WHAT TO PRODUCE: Your answer should be the lines from the one containing "Each instance of the man's dark" through the final line below, copied exactly.

(Items from a dataset)
☆ ☆ ☆ ☆ ☆

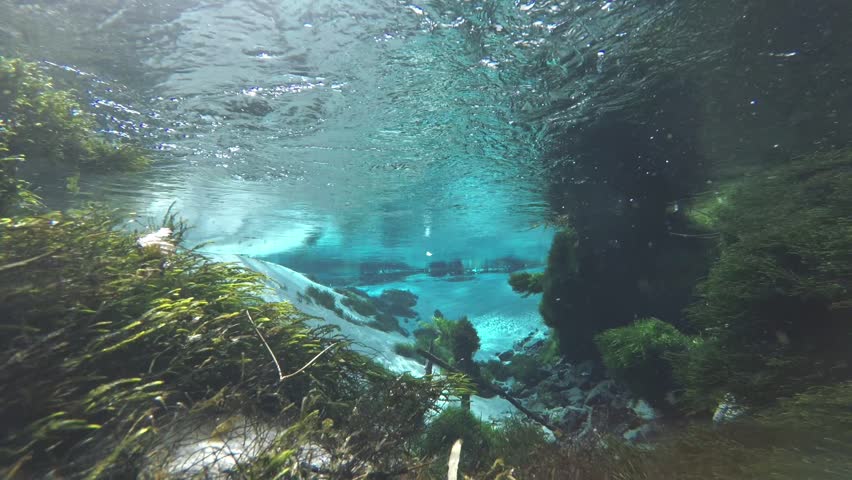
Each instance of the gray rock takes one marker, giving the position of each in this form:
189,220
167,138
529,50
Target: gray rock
643,410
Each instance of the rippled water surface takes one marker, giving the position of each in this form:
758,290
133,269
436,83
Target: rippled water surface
383,130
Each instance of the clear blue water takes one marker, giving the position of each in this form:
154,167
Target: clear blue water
435,146
348,132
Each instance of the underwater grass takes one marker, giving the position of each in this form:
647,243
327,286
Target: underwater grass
105,340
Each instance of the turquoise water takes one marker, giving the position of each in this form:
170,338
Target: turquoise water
380,131
439,146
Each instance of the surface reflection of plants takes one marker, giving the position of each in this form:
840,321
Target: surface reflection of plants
49,127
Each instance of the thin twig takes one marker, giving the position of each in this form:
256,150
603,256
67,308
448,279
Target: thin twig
277,365
311,362
281,376
24,263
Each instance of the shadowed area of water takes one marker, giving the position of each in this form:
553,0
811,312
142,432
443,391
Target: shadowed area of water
352,133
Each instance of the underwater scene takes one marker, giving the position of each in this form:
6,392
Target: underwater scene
451,239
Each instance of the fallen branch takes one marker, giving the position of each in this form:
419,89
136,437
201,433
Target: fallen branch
281,376
489,387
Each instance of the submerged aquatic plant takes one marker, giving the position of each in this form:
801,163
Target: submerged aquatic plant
108,342
639,355
49,127
773,311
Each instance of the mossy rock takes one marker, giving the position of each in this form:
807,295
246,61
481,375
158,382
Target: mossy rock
774,310
640,355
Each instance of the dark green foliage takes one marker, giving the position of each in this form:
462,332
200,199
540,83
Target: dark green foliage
457,423
774,310
104,340
557,306
464,341
486,447
516,438
640,354
49,127
323,298
526,283
378,432
455,342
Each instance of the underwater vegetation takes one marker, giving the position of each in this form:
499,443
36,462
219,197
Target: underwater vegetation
115,348
773,315
50,130
770,319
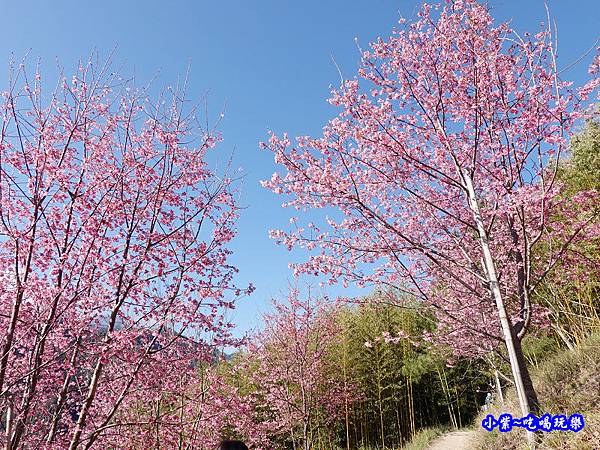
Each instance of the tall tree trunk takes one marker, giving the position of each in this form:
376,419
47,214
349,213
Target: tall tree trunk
519,370
530,393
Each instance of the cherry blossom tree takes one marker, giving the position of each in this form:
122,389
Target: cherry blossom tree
113,255
440,171
300,390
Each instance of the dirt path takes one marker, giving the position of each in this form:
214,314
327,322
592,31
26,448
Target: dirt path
457,440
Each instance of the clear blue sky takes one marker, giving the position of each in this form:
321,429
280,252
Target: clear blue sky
268,60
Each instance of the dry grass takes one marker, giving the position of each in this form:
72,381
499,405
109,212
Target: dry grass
567,383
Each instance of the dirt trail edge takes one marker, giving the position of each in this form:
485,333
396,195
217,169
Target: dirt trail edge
456,440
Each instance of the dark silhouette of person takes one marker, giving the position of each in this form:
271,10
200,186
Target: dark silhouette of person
233,445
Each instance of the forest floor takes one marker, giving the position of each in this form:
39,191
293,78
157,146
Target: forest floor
456,440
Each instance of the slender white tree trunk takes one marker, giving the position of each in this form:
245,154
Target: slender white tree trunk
495,289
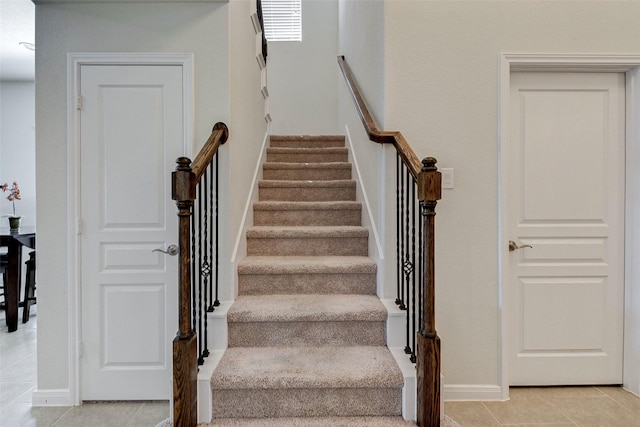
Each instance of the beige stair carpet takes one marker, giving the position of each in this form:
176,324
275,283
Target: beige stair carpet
307,333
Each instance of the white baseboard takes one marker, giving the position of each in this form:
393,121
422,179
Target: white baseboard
247,214
472,392
205,401
51,397
217,330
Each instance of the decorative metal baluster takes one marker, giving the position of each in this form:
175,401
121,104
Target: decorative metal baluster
216,302
407,267
398,231
194,265
402,244
413,272
421,270
200,263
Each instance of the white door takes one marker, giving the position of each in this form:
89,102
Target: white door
131,134
566,200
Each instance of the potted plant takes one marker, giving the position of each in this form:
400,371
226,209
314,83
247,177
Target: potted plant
14,194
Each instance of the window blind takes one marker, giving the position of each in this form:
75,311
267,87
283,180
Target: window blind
282,20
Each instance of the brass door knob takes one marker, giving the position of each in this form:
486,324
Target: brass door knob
513,246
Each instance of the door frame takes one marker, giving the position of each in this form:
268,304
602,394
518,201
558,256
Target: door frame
74,63
553,62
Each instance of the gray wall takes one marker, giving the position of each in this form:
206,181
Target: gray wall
17,148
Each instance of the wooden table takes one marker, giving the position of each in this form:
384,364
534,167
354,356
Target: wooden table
14,241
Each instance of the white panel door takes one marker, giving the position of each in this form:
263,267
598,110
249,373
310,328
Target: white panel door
566,200
131,135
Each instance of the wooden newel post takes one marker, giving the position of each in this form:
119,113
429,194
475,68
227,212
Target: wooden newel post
185,354
428,342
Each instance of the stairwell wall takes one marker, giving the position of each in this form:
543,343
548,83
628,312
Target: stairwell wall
248,131
302,77
361,41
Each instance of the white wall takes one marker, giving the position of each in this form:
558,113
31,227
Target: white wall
441,91
302,75
201,28
248,130
361,42
17,148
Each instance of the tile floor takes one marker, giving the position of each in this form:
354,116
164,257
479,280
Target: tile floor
528,407
552,407
18,381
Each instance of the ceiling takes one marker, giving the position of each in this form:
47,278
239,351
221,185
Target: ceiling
17,24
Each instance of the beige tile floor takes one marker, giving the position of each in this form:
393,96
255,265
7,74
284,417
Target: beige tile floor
18,381
552,407
528,407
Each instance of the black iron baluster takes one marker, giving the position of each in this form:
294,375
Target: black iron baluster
216,303
406,264
194,209
200,264
413,272
421,270
402,242
398,231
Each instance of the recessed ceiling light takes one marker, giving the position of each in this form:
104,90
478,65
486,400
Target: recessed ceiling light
28,45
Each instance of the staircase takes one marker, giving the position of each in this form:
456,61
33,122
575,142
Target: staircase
307,333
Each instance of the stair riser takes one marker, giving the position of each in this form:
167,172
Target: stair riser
311,174
272,403
306,194
307,217
306,246
306,334
287,284
307,157
306,143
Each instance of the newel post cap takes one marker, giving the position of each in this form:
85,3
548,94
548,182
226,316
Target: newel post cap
429,181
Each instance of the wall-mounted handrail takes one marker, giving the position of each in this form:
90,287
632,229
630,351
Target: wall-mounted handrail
423,182
384,137
187,351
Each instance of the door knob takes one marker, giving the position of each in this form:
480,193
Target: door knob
513,246
171,250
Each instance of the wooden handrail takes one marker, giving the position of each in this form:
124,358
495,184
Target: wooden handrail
219,135
185,355
428,179
384,137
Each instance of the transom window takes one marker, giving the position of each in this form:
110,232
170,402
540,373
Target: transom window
282,20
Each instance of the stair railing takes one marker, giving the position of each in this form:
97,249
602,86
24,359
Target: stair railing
416,182
195,190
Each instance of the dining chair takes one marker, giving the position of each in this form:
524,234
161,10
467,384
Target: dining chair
29,287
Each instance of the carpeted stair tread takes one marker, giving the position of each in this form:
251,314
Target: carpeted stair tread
307,213
307,367
313,422
343,231
307,308
260,275
307,155
310,190
336,183
308,264
306,171
307,141
306,206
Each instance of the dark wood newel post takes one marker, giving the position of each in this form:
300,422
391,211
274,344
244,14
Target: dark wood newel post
428,342
185,354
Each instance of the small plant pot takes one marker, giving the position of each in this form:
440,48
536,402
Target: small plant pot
14,223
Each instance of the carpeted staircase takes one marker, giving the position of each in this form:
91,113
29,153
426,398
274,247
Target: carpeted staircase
307,333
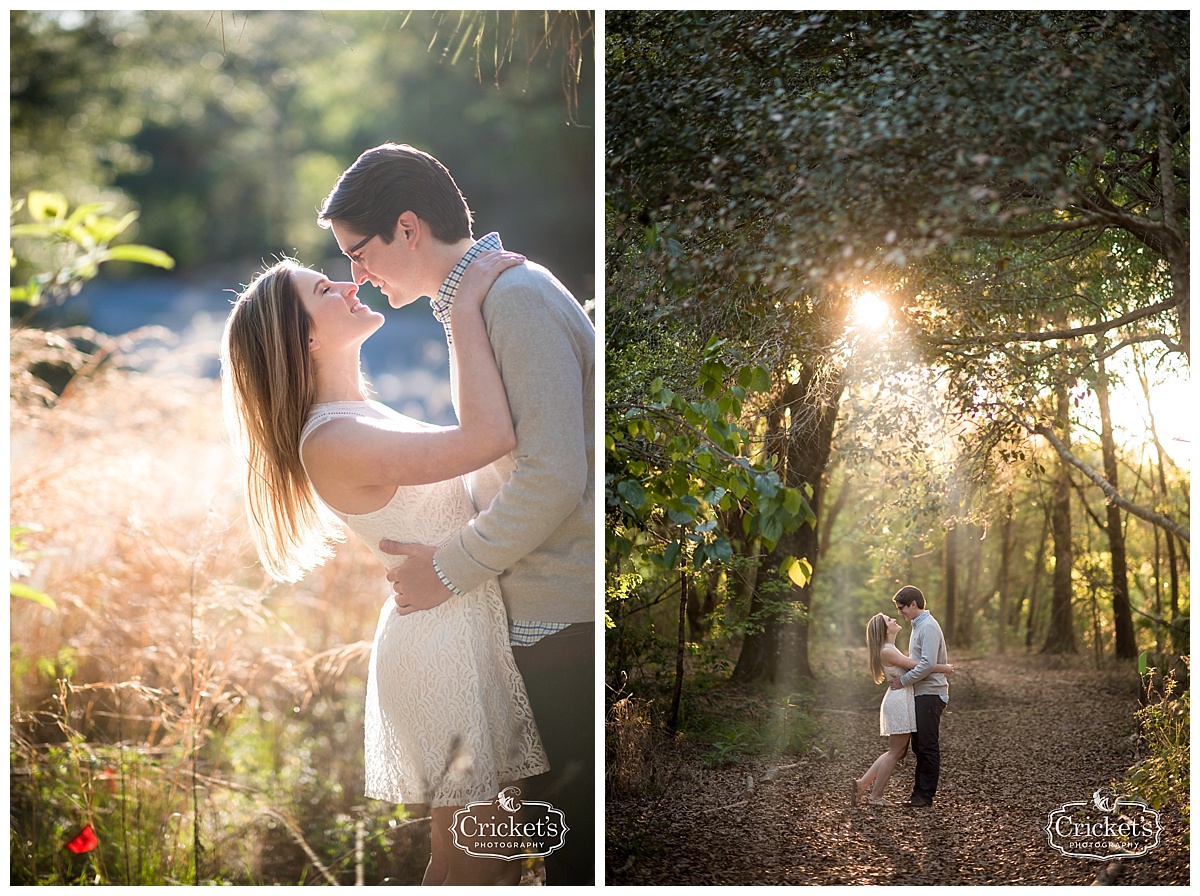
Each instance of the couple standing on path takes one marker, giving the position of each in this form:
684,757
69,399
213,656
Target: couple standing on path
912,707
481,677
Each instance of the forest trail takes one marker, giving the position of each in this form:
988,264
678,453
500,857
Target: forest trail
1020,738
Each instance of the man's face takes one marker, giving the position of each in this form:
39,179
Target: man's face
390,266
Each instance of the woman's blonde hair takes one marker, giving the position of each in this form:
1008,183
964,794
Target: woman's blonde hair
876,637
269,385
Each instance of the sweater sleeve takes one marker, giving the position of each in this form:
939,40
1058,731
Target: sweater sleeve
537,338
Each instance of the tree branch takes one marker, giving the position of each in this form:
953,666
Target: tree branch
1105,486
1049,335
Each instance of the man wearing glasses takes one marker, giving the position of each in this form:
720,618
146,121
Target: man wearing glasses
403,223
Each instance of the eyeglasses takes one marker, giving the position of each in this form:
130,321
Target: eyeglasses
354,250
360,244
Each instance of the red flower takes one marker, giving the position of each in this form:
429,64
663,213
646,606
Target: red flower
84,842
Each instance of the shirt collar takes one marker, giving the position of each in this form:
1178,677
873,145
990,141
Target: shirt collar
443,301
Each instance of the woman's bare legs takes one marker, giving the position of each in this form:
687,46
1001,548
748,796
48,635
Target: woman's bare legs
881,769
451,865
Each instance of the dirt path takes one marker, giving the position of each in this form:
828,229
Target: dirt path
1019,739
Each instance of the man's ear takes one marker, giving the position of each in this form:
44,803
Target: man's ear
411,229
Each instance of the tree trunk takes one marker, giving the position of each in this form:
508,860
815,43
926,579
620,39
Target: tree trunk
1122,614
1006,558
1061,636
1173,569
681,649
1039,563
951,584
801,434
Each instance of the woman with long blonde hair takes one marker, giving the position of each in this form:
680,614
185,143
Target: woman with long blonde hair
898,713
448,719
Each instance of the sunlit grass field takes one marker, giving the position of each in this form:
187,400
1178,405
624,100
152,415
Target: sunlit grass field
205,722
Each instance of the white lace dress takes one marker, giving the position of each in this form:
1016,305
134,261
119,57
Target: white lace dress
448,719
898,713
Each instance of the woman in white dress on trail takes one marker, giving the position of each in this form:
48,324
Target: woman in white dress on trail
448,720
898,713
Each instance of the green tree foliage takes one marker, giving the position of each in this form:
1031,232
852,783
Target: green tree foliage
227,130
1017,181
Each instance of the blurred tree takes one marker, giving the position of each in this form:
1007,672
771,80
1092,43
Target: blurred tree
229,128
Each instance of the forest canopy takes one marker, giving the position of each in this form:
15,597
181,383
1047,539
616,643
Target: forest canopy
953,250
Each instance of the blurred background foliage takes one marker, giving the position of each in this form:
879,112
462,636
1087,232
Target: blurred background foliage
228,128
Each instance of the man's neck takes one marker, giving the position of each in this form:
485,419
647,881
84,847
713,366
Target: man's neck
445,256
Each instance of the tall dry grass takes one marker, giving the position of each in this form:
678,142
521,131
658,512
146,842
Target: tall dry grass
205,721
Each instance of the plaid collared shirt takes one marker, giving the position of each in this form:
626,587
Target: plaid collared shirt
443,301
521,632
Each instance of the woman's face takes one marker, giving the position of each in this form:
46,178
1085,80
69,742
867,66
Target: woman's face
339,318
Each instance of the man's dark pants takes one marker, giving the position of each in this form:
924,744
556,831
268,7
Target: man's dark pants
559,675
925,746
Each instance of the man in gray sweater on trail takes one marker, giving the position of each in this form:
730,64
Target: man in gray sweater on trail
930,690
401,220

☆ ☆ ☆ ☆ ☆

RESULT OF THE TASK:
Each instance of the man's dark pants takes one marker, giving the position of each in this form:
924,744
556,831
268,7
Target: man's dark pants
559,675
925,746
Each instance of the man in gray sweater on trail takes one marker, giving the position of each in this form:
730,64
Target: man in gray sweater on trail
930,690
401,220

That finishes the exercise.